* BEGIN *

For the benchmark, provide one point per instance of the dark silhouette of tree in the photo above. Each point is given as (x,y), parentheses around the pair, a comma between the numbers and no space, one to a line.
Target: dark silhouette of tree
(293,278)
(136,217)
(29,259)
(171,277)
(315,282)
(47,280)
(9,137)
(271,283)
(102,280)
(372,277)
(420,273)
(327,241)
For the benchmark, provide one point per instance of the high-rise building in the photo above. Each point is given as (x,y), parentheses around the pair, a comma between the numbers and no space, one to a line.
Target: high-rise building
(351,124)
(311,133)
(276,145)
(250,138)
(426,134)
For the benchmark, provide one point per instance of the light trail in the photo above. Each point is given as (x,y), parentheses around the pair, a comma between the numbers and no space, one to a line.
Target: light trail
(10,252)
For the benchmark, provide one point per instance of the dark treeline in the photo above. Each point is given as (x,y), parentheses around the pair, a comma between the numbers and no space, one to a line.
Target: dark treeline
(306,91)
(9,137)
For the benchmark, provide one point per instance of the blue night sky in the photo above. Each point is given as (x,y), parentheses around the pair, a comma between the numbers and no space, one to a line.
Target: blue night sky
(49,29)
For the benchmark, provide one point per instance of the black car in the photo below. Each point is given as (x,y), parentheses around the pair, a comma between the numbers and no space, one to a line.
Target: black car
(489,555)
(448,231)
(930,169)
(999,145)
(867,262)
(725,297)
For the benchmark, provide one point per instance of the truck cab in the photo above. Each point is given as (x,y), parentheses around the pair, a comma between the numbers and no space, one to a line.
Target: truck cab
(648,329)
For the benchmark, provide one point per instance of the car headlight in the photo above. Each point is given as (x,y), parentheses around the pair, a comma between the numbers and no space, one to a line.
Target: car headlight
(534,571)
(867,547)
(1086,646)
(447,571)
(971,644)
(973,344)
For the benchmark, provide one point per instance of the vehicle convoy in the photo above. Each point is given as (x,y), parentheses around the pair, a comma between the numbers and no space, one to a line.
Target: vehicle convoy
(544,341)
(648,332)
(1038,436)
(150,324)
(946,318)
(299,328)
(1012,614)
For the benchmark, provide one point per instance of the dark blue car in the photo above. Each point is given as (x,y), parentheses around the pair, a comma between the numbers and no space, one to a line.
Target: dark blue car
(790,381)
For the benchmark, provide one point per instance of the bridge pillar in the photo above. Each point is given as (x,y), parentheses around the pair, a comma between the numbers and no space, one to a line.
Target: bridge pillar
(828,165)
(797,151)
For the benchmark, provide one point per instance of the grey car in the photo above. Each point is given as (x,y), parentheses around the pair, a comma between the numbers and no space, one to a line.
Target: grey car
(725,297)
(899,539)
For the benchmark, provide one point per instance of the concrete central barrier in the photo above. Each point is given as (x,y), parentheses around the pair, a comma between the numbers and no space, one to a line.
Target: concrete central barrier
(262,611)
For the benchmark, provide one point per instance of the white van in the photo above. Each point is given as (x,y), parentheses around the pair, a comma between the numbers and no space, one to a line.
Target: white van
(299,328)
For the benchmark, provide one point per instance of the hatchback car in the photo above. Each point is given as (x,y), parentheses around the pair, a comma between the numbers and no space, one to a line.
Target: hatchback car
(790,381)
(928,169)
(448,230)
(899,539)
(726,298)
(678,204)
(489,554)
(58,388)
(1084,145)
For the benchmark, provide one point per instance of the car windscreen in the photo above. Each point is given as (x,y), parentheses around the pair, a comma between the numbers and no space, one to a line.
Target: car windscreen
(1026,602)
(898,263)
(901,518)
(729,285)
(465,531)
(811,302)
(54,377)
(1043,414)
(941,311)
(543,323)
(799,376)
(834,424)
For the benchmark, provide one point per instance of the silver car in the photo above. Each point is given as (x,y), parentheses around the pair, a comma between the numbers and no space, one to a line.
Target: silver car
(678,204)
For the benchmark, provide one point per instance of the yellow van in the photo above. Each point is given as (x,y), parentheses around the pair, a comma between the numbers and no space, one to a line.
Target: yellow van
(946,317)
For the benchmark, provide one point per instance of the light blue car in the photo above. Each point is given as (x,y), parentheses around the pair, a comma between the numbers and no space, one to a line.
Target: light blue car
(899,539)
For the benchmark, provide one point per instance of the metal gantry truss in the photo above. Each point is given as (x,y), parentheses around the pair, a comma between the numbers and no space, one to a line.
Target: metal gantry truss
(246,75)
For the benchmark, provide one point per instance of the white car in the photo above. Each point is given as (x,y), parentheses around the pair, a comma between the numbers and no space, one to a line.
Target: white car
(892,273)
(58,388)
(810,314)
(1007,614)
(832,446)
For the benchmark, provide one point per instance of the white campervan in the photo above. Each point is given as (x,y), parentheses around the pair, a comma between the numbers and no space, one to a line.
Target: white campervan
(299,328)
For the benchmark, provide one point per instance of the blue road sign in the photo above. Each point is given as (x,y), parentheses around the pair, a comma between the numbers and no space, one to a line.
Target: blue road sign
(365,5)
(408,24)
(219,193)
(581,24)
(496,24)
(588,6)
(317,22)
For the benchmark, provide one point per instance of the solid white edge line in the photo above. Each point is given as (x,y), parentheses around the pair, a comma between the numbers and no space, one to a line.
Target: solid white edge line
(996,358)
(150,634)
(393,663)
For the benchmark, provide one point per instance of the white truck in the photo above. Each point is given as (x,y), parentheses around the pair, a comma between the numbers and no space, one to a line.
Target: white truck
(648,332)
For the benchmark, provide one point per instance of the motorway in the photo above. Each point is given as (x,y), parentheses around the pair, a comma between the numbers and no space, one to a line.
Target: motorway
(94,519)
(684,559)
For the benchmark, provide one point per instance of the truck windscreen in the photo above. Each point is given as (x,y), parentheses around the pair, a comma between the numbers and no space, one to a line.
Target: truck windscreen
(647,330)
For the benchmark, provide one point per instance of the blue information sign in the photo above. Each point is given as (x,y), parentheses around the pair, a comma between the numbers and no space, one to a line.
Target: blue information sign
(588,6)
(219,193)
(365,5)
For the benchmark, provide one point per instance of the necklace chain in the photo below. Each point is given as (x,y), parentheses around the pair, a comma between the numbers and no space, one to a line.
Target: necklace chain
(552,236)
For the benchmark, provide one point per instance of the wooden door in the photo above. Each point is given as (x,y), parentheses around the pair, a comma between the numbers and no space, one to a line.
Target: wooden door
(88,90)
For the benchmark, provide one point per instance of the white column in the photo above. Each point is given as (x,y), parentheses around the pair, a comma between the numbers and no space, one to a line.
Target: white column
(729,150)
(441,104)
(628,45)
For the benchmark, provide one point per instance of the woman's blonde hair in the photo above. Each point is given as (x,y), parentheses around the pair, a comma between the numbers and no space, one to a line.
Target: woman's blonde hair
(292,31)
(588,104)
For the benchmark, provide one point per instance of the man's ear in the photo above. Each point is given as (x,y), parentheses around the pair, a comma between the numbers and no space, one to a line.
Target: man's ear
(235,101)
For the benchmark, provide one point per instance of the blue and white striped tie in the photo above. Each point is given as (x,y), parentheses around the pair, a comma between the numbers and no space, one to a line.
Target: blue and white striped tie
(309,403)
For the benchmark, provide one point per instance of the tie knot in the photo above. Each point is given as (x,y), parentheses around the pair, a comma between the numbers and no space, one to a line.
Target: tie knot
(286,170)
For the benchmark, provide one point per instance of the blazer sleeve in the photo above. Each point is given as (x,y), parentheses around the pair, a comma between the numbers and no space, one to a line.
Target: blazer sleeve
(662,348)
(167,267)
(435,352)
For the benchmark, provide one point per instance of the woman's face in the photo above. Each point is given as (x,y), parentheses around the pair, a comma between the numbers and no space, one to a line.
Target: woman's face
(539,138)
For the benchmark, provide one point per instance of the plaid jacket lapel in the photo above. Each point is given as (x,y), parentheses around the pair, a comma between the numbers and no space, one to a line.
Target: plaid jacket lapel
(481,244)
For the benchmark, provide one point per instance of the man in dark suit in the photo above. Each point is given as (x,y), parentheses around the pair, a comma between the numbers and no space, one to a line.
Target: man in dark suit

* END *

Turn the records, beginning at the line that contains "For the benchmark, provide one point per instance of the plaid" and ending with the last line of the records, into a Markdown table with the columns Row and Text, skipping any blank lines.

- Result for this exercise -
| Row | Text |
|---|---|
| 1 | For the benchmark, provide one point per instance of the plaid jacket lapel in the photo above. Each point is given as (x,y), parentheses around the pair, a comma between the numbers and no space, one to a line. |
| 2 | Target: plaid jacket lapel |
| 3 | (481,244) |
| 4 | For the benchmark, provide one point per instance of the man in dark suit in the photo above. Each point is given as (x,y), parentheses around the pair, a comma between the numbers and no space, one to a line. |
| 5 | Target: man in dark suit |